#### What you are asked to do
Copy the stretch of data from the line containing "segment the weathered wood texture" through the line containing "M 5 65 L 1 90 L 19 90 L 24 40 L 5 41 Z", swapping "weathered" for "aged" and leaving everything else unchanged.

★ ★ ★ ★

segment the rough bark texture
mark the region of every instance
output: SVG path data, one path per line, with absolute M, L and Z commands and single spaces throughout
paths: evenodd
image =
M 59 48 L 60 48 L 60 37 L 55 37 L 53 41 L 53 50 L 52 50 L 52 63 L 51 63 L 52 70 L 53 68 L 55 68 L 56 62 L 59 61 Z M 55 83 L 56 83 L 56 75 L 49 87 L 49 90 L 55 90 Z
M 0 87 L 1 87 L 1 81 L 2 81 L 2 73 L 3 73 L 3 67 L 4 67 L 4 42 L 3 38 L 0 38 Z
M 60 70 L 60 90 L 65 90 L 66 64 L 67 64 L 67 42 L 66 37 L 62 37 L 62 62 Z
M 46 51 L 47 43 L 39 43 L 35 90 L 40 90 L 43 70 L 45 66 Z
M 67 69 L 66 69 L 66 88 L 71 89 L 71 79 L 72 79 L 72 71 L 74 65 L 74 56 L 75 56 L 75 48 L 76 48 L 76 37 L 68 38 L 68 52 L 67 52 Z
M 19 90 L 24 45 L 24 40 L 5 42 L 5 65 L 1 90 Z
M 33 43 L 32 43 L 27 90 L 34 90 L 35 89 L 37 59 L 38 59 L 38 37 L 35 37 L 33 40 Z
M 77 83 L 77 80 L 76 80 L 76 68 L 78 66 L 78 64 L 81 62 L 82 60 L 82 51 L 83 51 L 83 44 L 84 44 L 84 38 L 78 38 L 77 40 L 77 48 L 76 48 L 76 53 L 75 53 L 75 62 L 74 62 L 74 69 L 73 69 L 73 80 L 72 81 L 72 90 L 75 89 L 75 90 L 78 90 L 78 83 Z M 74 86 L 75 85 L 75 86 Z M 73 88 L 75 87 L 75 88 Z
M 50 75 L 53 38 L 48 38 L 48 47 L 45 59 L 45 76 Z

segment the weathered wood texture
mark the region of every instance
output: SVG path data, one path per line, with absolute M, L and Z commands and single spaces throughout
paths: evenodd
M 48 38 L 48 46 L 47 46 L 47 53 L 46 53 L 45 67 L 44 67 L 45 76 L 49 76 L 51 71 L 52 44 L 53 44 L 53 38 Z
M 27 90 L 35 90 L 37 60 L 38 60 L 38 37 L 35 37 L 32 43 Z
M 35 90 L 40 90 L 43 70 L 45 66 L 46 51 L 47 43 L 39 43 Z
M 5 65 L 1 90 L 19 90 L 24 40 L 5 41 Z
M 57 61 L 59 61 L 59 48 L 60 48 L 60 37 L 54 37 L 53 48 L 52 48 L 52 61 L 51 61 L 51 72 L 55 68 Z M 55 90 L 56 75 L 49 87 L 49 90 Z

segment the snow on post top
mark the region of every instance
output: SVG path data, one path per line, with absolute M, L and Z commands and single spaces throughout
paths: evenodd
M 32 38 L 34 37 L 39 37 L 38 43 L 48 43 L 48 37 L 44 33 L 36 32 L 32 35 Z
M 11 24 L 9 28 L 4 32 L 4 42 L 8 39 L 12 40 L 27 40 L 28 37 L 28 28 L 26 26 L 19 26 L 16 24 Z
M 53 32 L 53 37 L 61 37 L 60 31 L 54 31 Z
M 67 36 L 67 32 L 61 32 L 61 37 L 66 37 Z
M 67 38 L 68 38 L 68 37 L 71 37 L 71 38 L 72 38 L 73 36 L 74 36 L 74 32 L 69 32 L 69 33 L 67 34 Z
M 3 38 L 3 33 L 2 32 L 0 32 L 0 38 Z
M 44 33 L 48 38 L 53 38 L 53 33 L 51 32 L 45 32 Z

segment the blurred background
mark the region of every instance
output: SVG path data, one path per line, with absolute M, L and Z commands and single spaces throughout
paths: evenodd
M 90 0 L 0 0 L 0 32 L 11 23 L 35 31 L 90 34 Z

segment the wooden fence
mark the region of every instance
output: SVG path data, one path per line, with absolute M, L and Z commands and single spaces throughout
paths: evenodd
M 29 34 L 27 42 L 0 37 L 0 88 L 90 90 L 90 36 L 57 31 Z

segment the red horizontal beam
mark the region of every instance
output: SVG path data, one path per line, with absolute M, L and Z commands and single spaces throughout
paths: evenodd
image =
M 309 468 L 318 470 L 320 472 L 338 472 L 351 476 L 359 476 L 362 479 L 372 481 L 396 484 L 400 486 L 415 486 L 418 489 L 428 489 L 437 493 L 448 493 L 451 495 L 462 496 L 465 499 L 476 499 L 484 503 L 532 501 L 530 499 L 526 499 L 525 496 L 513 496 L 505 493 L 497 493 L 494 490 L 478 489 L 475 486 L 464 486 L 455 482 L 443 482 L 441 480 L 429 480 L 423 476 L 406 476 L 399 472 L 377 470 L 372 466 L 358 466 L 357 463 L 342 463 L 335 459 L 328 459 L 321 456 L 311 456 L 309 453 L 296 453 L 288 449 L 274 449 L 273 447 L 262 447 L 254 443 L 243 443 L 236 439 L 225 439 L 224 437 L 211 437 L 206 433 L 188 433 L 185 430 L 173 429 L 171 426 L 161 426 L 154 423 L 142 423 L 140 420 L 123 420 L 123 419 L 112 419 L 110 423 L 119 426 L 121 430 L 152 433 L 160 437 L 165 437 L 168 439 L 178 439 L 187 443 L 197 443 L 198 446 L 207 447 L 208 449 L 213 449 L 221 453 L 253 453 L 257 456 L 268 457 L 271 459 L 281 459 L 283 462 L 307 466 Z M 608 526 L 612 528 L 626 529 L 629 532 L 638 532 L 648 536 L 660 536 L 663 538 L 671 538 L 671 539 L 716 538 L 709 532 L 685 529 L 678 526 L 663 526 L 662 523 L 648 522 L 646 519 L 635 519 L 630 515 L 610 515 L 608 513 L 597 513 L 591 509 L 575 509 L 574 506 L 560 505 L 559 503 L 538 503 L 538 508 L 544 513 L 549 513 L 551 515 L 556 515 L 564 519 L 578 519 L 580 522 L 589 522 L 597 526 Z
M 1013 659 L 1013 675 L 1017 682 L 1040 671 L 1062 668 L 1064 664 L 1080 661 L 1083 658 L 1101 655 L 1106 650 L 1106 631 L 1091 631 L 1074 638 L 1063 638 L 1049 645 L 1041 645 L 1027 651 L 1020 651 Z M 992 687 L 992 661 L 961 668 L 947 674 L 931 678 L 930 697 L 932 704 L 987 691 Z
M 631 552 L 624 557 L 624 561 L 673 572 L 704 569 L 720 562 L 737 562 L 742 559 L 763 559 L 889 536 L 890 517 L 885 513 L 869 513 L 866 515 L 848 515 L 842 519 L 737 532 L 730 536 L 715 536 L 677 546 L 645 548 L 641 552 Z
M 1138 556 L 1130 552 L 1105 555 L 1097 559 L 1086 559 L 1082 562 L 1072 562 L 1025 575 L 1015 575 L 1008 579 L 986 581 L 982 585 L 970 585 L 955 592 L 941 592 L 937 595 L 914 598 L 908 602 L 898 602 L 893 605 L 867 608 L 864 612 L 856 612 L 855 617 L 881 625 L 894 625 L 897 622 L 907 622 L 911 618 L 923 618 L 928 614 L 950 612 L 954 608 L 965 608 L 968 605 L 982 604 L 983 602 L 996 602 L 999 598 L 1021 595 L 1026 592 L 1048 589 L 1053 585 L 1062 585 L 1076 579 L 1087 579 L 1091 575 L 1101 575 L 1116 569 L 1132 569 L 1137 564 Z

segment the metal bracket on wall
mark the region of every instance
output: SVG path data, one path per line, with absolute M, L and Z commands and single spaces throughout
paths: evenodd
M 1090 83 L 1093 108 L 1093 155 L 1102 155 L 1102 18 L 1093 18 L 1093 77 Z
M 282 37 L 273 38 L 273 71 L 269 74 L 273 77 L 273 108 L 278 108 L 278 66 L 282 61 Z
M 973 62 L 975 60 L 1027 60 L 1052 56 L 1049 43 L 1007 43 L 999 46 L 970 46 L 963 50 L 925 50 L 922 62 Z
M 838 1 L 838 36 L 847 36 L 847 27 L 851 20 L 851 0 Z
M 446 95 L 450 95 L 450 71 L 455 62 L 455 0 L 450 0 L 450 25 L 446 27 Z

★ ★ ★ ★

#### Solution for this exercise
segment the aged wood texture
mark the region of every instance
output: SVG path data, one path per line, with absolute M, L and Z commands and single spaces throughout
paths: evenodd
M 48 38 L 48 46 L 47 46 L 47 53 L 46 53 L 45 67 L 44 67 L 45 76 L 49 76 L 51 71 L 52 44 L 53 44 L 53 38 Z
M 27 90 L 35 90 L 37 60 L 38 60 L 38 37 L 35 37 L 32 43 Z
M 35 90 L 40 90 L 43 70 L 45 66 L 46 51 L 47 43 L 39 43 Z
M 5 65 L 1 90 L 19 90 L 24 40 L 5 41 Z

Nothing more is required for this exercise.